## start Given data

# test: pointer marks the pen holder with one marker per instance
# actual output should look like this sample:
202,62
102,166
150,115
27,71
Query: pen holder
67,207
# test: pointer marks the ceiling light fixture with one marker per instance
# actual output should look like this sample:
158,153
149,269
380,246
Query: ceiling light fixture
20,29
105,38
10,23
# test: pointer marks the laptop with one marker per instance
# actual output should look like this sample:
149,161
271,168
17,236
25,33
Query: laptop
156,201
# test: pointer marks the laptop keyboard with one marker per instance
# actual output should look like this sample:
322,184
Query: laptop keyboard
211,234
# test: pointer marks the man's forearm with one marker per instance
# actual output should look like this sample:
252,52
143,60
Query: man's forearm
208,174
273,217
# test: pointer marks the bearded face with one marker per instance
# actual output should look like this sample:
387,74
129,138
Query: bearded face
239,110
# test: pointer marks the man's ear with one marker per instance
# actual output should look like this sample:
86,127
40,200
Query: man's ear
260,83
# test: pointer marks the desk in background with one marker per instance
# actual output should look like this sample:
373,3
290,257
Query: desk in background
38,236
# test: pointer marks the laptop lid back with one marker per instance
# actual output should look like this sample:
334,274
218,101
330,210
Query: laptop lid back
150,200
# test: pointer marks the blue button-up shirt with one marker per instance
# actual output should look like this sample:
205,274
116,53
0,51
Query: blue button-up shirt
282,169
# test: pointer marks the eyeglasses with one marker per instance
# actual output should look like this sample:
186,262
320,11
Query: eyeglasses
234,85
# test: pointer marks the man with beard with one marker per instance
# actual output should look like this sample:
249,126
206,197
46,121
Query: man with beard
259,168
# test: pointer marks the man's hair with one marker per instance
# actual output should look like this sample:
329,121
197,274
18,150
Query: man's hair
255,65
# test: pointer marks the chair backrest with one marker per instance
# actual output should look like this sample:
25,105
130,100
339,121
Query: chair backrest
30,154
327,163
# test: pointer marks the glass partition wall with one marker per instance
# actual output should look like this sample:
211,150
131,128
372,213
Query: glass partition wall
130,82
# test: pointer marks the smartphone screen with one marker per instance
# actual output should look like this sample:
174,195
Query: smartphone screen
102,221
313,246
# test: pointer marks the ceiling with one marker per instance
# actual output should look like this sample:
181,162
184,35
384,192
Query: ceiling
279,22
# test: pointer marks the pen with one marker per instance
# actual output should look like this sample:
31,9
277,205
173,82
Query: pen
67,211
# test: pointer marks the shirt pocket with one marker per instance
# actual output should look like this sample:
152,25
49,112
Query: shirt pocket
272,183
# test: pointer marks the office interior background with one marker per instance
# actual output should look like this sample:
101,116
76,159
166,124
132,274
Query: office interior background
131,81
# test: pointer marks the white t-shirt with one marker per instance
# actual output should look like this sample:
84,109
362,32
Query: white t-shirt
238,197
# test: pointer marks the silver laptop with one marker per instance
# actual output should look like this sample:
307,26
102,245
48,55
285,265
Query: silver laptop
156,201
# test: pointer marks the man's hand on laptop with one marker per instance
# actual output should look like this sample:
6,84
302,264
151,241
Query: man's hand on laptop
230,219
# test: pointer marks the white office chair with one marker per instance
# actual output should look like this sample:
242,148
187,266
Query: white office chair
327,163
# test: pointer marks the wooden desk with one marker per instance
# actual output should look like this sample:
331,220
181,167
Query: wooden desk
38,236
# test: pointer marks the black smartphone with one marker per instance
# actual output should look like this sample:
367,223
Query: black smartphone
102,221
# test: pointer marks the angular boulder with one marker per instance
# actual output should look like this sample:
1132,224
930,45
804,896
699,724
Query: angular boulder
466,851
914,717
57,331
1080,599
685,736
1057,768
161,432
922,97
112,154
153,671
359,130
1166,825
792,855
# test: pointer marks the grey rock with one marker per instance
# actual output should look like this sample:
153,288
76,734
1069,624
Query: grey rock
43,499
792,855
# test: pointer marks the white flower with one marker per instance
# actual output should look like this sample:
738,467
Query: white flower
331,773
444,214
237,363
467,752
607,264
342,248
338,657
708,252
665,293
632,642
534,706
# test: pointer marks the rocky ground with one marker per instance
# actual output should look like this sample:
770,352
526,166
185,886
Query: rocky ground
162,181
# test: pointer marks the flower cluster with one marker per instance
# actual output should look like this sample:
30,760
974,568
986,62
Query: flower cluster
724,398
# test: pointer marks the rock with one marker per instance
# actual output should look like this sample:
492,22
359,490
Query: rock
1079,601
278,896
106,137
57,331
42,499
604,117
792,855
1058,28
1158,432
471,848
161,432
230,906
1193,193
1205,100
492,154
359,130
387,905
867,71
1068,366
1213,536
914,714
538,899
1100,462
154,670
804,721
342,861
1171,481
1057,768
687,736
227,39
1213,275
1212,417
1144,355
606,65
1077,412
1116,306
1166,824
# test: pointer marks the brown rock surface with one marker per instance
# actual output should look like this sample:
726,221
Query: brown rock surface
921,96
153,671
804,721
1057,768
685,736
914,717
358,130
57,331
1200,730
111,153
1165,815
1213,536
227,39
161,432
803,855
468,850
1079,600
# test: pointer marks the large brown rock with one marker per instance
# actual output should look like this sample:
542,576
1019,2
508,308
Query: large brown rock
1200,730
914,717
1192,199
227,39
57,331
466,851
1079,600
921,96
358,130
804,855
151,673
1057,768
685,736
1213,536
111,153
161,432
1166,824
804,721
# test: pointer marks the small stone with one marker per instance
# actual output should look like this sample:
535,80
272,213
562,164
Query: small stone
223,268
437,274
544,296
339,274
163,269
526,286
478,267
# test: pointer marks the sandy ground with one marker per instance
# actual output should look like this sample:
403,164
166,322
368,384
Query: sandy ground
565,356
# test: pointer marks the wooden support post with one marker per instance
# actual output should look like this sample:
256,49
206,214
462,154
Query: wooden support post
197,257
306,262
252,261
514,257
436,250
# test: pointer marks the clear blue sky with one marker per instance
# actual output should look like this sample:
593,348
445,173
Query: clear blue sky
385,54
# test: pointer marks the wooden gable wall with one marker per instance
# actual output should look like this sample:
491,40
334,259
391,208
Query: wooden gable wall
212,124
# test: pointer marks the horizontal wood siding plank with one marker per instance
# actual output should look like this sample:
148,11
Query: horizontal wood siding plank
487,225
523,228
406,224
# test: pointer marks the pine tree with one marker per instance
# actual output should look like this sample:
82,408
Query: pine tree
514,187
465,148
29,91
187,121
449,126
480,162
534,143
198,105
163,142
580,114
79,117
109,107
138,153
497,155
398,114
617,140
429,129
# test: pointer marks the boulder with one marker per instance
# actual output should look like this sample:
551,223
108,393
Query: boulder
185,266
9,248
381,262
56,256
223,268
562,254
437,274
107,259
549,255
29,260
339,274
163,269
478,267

## end Given data

● Given request: Starting at the line containing "# test: pointer marks the wooden gable" and ending at the final line of the rows, copy out every line unchanged, including both of those lines.

● Answer to this problem:
# test: pointer marks the wooden gable wall with one marker per instance
# actual output should look like this sample:
491,40
334,259
391,208
Query: wooden gable wall
212,124
# test: pointer marks the horizontal wood siding plank with one marker per instance
# actual output should look like this sample:
148,11
Query: horizontal wood siding plank
487,225
523,228
406,224
# test: pointer marks the pine tree with one marker per instance
# actual output should look like this sample:
82,408
Query: pine tree
514,187
465,148
29,91
187,121
449,126
480,162
534,143
198,105
163,142
580,114
79,117
109,107
138,153
497,155
398,114
617,140
429,129
# test: pointer marks the boulder with one marker per instance
# actual output should look like this sample:
551,223
108,393
Query: boulder
185,266
9,248
381,262
56,256
223,268
562,254
437,274
107,259
549,255
29,260
339,274
163,269
478,267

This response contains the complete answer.